Begin
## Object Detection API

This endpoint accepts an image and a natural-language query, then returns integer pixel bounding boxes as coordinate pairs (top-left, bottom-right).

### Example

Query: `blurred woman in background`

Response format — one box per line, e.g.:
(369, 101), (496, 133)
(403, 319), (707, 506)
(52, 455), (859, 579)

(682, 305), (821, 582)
End
Rewrite all of the rows above, switching "Response format" to "Output format" and leaving everything else unchanged.

## Object Detection API

This endpoint accepts an image and a natural-language query, then returns integer pixel bounding boxes as coordinate pairs (top-left, bottom-right).

### Example

Query: `blurred woman in background`

Output format — one box per line, e.g.:
(369, 101), (496, 133)
(403, 319), (707, 506)
(52, 455), (859, 579)

(682, 305), (821, 582)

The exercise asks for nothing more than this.